* _THE DATA_
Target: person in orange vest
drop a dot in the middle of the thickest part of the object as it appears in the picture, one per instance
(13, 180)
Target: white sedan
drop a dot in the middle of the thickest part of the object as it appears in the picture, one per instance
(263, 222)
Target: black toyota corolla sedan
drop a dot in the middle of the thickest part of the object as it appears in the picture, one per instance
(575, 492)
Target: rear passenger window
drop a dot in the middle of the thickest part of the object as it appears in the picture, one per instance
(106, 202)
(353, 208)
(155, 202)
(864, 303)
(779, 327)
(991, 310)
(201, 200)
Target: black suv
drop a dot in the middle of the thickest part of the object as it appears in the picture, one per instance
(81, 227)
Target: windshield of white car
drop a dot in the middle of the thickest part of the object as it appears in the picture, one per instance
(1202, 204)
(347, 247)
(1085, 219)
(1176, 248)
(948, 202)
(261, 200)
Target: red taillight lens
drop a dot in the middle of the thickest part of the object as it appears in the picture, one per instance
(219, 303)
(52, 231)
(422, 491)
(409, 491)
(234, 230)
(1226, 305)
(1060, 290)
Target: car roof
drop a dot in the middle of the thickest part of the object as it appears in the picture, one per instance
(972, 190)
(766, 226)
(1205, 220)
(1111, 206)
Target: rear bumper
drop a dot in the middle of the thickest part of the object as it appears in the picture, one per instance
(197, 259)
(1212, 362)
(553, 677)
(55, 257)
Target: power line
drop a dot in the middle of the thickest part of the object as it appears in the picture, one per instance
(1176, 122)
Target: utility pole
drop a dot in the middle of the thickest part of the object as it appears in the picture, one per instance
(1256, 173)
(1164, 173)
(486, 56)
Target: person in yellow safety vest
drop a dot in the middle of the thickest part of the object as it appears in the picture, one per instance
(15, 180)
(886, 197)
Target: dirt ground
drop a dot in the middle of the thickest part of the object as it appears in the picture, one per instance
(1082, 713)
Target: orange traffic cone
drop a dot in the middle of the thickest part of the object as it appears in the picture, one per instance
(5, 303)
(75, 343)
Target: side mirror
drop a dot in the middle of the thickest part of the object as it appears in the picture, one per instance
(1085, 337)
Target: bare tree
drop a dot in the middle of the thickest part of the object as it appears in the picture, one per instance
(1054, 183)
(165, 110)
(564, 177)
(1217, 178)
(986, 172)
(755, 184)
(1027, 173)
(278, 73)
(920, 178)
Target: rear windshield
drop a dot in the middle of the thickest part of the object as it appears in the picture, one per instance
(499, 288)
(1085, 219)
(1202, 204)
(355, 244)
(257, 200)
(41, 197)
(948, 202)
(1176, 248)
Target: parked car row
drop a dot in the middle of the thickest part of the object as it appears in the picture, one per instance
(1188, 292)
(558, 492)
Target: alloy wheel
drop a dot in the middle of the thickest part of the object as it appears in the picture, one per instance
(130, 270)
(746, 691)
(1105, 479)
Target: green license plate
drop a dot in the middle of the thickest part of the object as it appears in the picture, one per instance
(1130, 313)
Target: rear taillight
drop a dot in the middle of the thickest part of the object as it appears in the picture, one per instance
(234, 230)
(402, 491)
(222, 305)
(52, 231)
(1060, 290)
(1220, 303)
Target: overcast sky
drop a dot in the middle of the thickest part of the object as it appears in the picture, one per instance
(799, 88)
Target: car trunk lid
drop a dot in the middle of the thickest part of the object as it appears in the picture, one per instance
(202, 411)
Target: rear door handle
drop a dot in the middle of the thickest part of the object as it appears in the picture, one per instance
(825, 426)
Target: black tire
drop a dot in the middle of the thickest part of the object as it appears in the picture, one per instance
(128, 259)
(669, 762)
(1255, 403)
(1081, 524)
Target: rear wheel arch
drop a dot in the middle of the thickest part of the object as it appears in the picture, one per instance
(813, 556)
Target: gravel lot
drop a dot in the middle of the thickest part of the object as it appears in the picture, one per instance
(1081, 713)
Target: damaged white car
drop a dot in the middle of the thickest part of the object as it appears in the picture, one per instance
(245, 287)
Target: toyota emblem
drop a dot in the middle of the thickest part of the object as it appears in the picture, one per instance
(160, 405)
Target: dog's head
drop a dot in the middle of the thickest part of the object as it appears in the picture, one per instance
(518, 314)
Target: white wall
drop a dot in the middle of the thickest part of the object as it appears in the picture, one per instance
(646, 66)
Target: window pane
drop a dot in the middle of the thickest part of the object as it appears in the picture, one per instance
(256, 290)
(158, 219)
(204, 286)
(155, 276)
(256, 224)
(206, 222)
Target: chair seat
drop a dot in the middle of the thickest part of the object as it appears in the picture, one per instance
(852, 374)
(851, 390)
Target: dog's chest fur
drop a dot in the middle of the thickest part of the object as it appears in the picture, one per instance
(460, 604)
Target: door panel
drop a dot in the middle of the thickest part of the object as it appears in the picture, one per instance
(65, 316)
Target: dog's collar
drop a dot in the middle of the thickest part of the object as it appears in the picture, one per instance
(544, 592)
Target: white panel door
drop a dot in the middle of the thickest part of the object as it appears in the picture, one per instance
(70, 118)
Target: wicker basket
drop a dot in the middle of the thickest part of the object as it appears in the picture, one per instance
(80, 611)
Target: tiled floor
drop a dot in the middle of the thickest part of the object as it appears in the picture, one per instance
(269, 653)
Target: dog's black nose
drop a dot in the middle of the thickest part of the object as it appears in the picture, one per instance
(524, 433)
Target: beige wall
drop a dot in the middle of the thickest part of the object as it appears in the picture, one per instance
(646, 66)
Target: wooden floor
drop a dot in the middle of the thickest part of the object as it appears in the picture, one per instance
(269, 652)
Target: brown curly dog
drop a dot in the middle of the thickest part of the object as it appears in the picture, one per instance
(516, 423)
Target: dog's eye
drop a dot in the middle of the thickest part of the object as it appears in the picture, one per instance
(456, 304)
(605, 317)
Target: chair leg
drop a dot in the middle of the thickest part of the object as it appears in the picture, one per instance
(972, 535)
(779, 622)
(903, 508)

* _WORK INSTRUCTIONS_
Scan the listing above, and wherever a line holds the string "person", copy that line.

* _YOUR SOLUTION_
Target: person in orange vest
Target: person in yellow safety vest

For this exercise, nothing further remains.